### AIM OF THE TASK
Extract every line below, verbatim.

### MATERIAL SHOWN
==========

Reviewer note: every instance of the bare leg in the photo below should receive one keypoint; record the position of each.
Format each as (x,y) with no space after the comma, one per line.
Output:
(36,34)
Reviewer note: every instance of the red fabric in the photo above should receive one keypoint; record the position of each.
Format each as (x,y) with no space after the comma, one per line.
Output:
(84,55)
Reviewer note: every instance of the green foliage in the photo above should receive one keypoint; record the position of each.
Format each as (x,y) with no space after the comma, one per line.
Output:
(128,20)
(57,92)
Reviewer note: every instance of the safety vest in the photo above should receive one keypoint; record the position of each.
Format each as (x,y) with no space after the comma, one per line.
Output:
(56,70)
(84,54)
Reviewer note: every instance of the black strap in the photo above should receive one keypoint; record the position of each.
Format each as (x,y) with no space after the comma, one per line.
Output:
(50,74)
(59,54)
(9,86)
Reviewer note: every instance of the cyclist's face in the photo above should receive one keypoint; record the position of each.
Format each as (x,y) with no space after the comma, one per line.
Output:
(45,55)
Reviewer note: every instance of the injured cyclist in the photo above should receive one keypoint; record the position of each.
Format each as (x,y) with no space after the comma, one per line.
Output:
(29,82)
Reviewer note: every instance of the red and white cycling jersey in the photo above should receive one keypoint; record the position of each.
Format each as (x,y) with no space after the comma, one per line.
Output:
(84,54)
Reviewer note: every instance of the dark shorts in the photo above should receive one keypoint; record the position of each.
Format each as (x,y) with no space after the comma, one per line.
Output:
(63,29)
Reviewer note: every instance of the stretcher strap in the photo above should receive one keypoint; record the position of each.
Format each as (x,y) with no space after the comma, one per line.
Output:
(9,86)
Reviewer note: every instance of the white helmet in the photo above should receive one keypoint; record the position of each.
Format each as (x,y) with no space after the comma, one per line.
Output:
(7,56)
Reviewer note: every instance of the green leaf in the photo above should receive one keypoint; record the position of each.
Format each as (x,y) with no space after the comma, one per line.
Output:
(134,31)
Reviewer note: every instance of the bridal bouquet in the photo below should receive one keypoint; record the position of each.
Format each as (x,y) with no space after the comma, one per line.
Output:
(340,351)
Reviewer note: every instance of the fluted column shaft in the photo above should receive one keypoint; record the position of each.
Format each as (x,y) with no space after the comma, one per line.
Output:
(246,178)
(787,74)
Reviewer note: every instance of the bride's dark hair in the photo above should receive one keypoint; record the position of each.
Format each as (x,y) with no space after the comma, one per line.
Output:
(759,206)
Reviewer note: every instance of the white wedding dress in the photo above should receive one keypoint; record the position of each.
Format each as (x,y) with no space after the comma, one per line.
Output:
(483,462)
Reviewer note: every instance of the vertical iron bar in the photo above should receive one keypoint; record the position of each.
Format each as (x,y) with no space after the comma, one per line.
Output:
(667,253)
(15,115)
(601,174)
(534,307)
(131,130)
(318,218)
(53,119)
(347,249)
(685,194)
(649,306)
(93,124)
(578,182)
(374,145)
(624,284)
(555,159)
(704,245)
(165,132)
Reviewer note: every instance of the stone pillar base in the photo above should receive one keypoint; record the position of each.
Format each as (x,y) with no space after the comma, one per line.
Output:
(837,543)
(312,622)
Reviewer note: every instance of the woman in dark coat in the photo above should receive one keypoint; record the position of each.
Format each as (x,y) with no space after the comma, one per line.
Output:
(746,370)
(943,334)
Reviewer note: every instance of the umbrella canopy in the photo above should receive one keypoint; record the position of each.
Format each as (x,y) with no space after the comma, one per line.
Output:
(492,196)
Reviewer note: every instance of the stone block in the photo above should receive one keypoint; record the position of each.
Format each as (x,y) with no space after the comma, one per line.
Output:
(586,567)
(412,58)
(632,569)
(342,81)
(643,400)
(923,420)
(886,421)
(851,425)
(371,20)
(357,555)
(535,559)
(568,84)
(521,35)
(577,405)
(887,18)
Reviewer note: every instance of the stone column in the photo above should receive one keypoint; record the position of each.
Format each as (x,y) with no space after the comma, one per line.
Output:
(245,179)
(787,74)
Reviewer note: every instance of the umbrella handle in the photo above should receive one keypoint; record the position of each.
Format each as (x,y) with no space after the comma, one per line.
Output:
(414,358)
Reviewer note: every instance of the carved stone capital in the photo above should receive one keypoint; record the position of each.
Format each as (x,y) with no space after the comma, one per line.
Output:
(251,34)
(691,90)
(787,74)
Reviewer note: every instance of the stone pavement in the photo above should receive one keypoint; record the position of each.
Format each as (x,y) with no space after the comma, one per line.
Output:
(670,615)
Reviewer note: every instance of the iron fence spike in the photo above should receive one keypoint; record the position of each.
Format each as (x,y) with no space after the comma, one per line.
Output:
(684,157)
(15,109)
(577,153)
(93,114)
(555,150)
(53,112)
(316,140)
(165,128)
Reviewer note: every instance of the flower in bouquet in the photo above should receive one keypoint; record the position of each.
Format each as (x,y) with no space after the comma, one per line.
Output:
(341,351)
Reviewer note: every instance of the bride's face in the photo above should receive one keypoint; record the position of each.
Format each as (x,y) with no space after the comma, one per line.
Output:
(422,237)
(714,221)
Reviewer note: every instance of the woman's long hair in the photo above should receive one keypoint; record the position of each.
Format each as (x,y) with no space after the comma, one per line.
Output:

==========

### TASK RESULT
Reviewer note: every instance of the bare leg in the photo below should receive one keypoint; record the position of each.
Format each as (x,y) with no space after the comma, one per line.
Output:
(36,34)
Reviewer note: every instance of the red fabric in the photo above should receive one keypoint; record the position of each.
Format each as (x,y) with no space after the comma, one per line.
Output:
(84,55)
Reviewer note: every instance of the green foliage in the photo above should receive one keypoint; record the position of each.
Format each as (x,y) with no space after the comma, one per line.
Output:
(128,20)
(57,92)
Reviewer note: every instance of the safety vest in the photo above should receive one keypoint; record the position of each.
Format each as (x,y) with no space after the comma, one per line.
Output:
(56,70)
(84,54)
Reviewer note: every instance of the black strap in the photo above should receive one keypoint; record the position of each.
Format each as (x,y) with no space after the comma, one per line.
Output:
(50,74)
(59,54)
(9,86)
Reviewer note: every instance of the cyclist's face in the photo above should receive one keypoint; record the position of each.
Format each as (x,y) with no space after the comma, one per line.
Output:
(45,55)
Reviewer note: every instance of the injured cyclist in the photo above should receive one keypoint; record the position of each.
Format each as (x,y) with no space after the comma, one per line.
Output:
(29,82)
Reviewer note: every instance of the red and white cycling jersey in the photo above should receive one keypoint; record the position of each.
Format each as (x,y) with no space after the comma, one per line.
Output:
(84,54)
Reviewer note: every instance of the dark shorts in the photo above should receive one keypoint; record the position of each.
Format each as (x,y) with no space after the comma, one per line.
Output:
(63,29)
Reviewer note: every instance of the stretcher strap in the photo above should receive one keypoint; record the position of each.
Format each as (x,y) with no space after the comma, one per line.
Output:
(9,86)
Reviewer note: every instance of the white helmet in the photo above should receive one keypoint; record the position of each.
Format each as (x,y) with no space after the comma, one per line.
Output:
(7,56)
Reviewer note: every instance of the green leaf in the photo above should receive one keypoint; record the position of each.
Format each as (x,y) with no space after the comma, one per line.
Output:
(134,31)
Reviewer note: every instance of the bridal bouquet in the photo below should receive one keypoint; record the position of each.
Format each as (x,y) with no space after the comma, one per line.
Output:
(340,351)
Reviewer note: every instance of the fluted column shaft in the photo above should receive one keypoint; record the position of each.
Format each as (x,y) with no space after the comma, one per line.
Output:
(246,178)
(787,74)
Reviewer note: every instance of the bride's dark hair in the photo above should receive one keypoint; record the position of each.
Format each as (x,y) with no space after the comma, one per line.
Output:
(759,206)
Reviewer note: every instance of the white wedding dress in the photo above should receive one keypoint; record the position of each.
Format each as (x,y) with no space after the comma, one per line.
Output:
(483,462)
Reviewer note: every instance of the vertical iron bar in the photo above should receive one keypoint; record the position of each.
Format each as (x,y) with no space after the comma, one per line.
Output:
(667,253)
(15,115)
(601,174)
(534,307)
(131,130)
(318,218)
(53,119)
(347,249)
(685,194)
(649,306)
(93,124)
(578,182)
(374,145)
(624,284)
(555,159)
(704,245)
(165,132)
Reviewer note: every instance of the stone pillar base in the photo above should receive one keypoint; record the position of each.
Format each as (x,y) with no space after the comma, one per line.
Output:
(837,543)
(312,622)
Reviewer note: every instance of the woman in dark coat in the photo above should receive one keypoint; record the position of each.
Format each as (x,y) with no space after the comma, one per line.
Output:
(746,370)
(943,334)
Reviewer note: every instance of the umbrella canopy in the photo above should receive one keypoint; record the position of each.
Format each as (x,y) with no space after the comma, one per line.
Output:
(492,196)
Reviewer note: every instance of the stone block in the photo above should receive one keypoint; record the position of each.
Format each as (x,y) with no space after the comma, one per line.
Output:
(586,567)
(412,58)
(632,569)
(342,81)
(643,400)
(923,420)
(886,421)
(851,425)
(371,20)
(357,555)
(535,559)
(568,84)
(521,35)
(577,405)
(887,18)
Reviewer note: every instance of the stone column in the photo above should receive one keypoint; record the position of each.
Format each as (x,y) with no space after the comma, one per line.
Output:
(245,179)
(787,74)
Reviewer note: every instance of the umbrella handle in the photo above should receive one keypoint; record the position of each.
Format each as (x,y) with no space after the comma, one per line.
Output:
(414,358)
Reviewer note: every instance of the carved stone capital in the photo above should receive one keypoint; record the position of each.
Format each as (x,y) with no space after the comma, one per line.
Output:
(251,34)
(691,90)
(787,74)
Reviewer note: every instance of the stone pavement in the photo above should receive one keypoint; record the position of each.
Format each as (x,y) with no space after the comma, one per line.
Output:
(670,615)
Reviewer note: every instance of the iron fence spike in the photo above should receive one keypoint; record the position of each.
Format each as (x,y) with no space after the comma, one per line.
Output:
(684,157)
(15,109)
(577,153)
(93,114)
(555,150)
(53,112)
(316,140)
(165,128)
Reviewer note: every instance of the flower in bouquet in the photo above should receive one keypoint; record the position of each.
Format each as (x,y) with no space after the comma, one per line.
Output:
(341,351)
Reviewer note: every instance of the bride's face in the photo above should receive one keypoint; record the position of each.
Format each as (x,y) with no space after the comma, one per line.
Output:
(422,237)
(714,221)
Reviewer note: every instance of the woman's long hair in the photo above should receive one keypoint; record the position of each.
Format each as (x,y) with no space after the comma, one per line.
Output:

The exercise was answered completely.